_Task:_
Copy out, character for character, the part of the items that opens with the line containing "request: draw the outline of every instance of the white" and runs through the last line of the items, including both ends.

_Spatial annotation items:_
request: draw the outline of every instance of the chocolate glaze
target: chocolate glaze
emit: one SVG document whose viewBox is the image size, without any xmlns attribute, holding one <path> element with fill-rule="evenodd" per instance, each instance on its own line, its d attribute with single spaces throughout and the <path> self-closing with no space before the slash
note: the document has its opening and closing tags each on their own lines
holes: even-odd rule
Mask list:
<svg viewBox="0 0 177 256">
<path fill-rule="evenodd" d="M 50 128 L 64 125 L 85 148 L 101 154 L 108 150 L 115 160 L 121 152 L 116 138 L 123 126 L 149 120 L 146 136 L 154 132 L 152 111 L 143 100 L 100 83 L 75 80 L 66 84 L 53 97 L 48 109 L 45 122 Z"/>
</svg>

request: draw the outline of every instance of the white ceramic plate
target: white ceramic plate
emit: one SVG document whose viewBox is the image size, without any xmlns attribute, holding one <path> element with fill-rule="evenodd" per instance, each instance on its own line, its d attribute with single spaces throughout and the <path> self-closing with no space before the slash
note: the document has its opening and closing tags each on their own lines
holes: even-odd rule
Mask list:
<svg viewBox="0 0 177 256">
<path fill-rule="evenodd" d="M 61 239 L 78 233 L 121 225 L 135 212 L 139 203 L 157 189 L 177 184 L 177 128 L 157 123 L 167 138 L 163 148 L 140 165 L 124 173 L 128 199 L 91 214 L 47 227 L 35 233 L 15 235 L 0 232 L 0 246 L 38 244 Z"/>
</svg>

_Answer to the task:_
request: draw the outline of every instance of the white ceramic plate
target: white ceramic plate
emit: one SVG document whose viewBox is the image size, without any xmlns attribute, holding one <path> element with fill-rule="evenodd" per instance, each instance on its own line, its d attribute with single spaces throughout and the <path> self-closing with no space before the slash
note: the document has its opening and closing tags each on their own lines
holes: even-odd rule
Mask list:
<svg viewBox="0 0 177 256">
<path fill-rule="evenodd" d="M 61 239 L 78 233 L 121 225 L 135 212 L 139 203 L 157 189 L 177 184 L 177 128 L 157 123 L 167 138 L 163 148 L 140 165 L 124 173 L 128 199 L 91 214 L 47 227 L 35 233 L 15 235 L 0 232 L 0 246 L 38 244 Z"/>
</svg>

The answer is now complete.